---------- Supplied records ----------

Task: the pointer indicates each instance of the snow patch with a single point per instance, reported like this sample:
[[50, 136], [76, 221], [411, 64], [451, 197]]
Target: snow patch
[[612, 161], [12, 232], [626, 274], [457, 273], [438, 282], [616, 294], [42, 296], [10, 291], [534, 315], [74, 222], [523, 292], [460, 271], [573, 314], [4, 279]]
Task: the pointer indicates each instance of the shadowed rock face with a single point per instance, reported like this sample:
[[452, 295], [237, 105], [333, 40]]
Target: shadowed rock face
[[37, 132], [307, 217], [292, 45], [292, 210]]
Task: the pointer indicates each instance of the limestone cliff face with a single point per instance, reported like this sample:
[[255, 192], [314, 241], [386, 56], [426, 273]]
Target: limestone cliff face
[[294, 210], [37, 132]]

----------
---------- Supplied records ----------

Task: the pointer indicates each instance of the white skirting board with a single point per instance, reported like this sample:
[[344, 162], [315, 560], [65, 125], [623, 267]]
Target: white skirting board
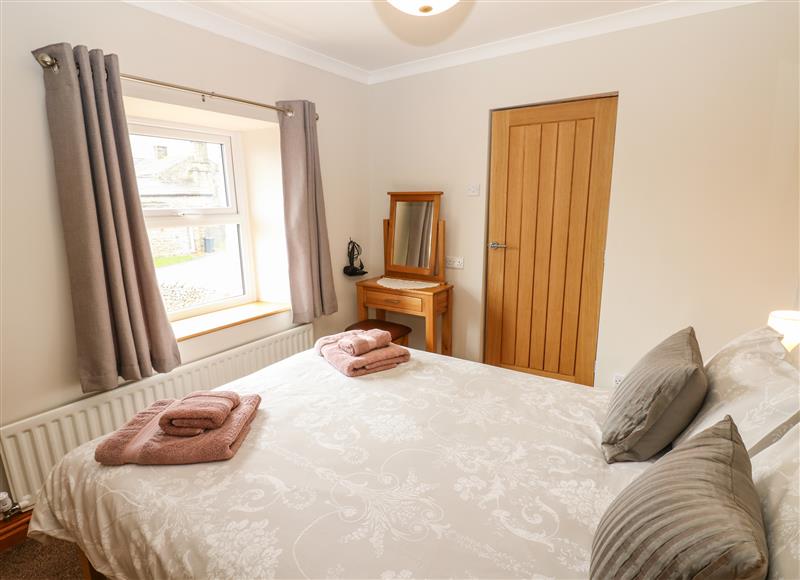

----------

Goal of the exercise
Return, word for word, the material from the line that contains "Task: the pointer indicates each instance of the snow" through the line that contains "[[294, 210], [37, 132]]", including both of those lines.

Solution to this exercise
Task: the pointer indicates each instance of the snow patch with a single point per instance, reported like this sample:
[[50, 136], [76, 221], [411, 64], [451, 197]]
Target: snow patch
[[612, 161], [12, 232], [626, 274], [457, 273], [438, 282], [616, 294], [42, 296], [10, 291], [534, 315], [74, 222], [523, 292], [460, 271], [573, 314], [4, 279]]
Task: the pointer indicates each instance of the shadowed rock face with a single point per instance, reported like this sample:
[[452, 295], [237, 105], [333, 40]]
Target: shadowed rock face
[[37, 132], [307, 217], [292, 45], [292, 210]]
Task: the pointer indicates each instance of the limestone cliff face with a single point per instance, reported like this sample:
[[255, 192], [314, 241], [386, 56], [426, 273]]
Target: limestone cliff face
[[294, 210], [37, 132]]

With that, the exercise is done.